◆ **Selection**
= = = = = = =

Joan Chittister, O.S.B., is a member of the Mount Benedict Monastery in Erie, PA. She edits “The Monastic Way,” a monthly periodical of daily meditations, and is the author of several books, including The Story of Ruth, Twelve Moments in Every Woman’s Life; The Friendship of Women: A Spiritual Tradition; and Wisdom Distilled from the Daily: Living the Rule of St. Benedict Today. This article appeared in The Christian Century, March 22, 2003, pp. 38-44. Copyright by The Christian Century Foundation; used by permission. Current articles and subscription information can be found at www.christiancentury.org.This material was prepared for Religion Online by Ted and Winnie Brock and is republished with permission of Religion Online.
Struggle is a very private thing. It happens in the very depths of our souls. It comes with the loss of what we have considered so significant that we cannot abide the thought of life without it. Other people commiserate, of course, as they watch us struggle with the painof losing, the meaning of endings, the shock of great change, the emptiness of the present. But they cannot really share our pain because what we have lost, however significant to us, cannot be totally understood, respected or revered by them. What we lose is ours and ours alone: our dream,our hope, our expectation, our property, our identity. All private. All personal. All uniquely and singularly ours. Our friends look on caringly, of course, but there’s little else they can do. They advise, but they cannot possibly know the cost of every step we take. It is not their arms that are heavy, not their legs that have gone to lead, not their "knees that are weak" (Psalm 109).

= = = = = = =

◆ **Set exercise 1**
Copy out the lines of the listing from the one containing "Readme: the locator spots each instance of the ocean" through the end of the listing, inclusive.
The essay on struggle and the listing that comes after it were taken from unrelated sources.

◆ **Data listing**

= = = = = = =

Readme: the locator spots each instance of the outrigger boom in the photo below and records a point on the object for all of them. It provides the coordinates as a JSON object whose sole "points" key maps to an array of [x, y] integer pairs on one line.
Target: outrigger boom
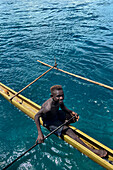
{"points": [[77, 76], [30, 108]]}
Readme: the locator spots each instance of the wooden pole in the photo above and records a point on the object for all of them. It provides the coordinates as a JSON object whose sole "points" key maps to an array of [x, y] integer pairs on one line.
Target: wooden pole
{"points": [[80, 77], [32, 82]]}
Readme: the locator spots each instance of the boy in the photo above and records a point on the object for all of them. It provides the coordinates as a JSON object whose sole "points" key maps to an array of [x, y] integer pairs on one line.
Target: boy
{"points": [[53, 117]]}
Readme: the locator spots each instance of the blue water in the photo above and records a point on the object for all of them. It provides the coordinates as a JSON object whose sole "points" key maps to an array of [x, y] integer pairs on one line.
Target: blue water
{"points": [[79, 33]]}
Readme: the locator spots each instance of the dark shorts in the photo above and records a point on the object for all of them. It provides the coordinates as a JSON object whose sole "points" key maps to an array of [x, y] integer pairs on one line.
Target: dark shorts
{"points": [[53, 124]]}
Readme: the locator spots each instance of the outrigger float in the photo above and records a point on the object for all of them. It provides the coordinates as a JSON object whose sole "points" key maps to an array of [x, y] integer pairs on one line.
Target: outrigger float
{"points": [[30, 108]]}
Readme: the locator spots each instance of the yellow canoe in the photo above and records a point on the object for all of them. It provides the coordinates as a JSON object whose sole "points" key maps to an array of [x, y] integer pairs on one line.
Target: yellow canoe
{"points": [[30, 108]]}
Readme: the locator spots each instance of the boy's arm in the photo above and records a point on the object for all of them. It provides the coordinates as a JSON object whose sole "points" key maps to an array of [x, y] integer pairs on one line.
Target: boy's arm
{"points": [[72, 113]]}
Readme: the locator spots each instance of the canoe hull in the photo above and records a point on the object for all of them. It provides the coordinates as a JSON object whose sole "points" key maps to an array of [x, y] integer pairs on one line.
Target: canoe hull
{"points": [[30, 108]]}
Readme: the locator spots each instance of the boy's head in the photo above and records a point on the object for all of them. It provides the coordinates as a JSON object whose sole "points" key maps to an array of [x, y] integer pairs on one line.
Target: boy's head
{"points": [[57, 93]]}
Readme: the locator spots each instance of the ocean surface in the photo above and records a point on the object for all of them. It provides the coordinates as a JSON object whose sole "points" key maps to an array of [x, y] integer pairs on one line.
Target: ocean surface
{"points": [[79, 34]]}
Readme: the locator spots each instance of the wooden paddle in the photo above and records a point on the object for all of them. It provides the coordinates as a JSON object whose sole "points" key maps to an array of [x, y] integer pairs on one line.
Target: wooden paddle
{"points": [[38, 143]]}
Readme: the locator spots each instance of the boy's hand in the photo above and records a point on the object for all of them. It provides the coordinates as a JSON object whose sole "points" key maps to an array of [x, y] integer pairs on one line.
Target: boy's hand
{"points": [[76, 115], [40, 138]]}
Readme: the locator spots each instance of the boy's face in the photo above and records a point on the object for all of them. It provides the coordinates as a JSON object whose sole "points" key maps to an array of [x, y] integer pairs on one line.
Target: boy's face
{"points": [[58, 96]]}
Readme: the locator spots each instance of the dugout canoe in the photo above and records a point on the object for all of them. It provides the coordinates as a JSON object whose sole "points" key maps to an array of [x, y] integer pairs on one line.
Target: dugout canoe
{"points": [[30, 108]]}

= = = = = = =

◆ **Set exercise 2**
According to the essay on struggle, why can other people not truly share our pain?

◆ **Written solution 1**
Readme: the locator spots each instance of the ocean surface in the photo above and records a point on the object for all of them. It provides the coordinates as a JSON object whose sole "points" key maps to an array of [x, y] integer pairs on one line.
Target: ocean surface
{"points": [[79, 34]]}
Readme: the locator spots each instance of the wooden paddle in the photo above and records a point on the object for all of them. It provides the coordinates as a JSON object whose sole "points" key maps to an array of [x, y] integer pairs on one line.
Target: wooden paddle
{"points": [[38, 143]]}
Readme: the locator spots each instance of the boy's hand in the photo above and records a point on the object for all of them. It provides the coordinates as a JSON object whose sole "points" key maps to an array of [x, y] integer pairs on one line.
Target: boy's hand
{"points": [[76, 115], [40, 138]]}
Readme: the locator spots each instance of the boy's face in the photo above and records a point on the object for all of them. It provides the coordinates as a JSON object whose sole "points" key maps to an array of [x, y] integer pairs on one line.
Target: boy's face
{"points": [[58, 96]]}
Readme: the locator spots each instance of the dugout canoe in the photo above and records a point on the object for all of them. It provides the coordinates as a JSON object whose sole "points" key maps to an array of [x, y] integer pairs on one line.
Target: dugout canoe
{"points": [[30, 108]]}

◆ **Written solution 2**
Whatever we have lost, however significant to us, cannot be totally understood, respected or revered by them. The loss is ours alone, whether it is our dream, hope, expectation, property or identity.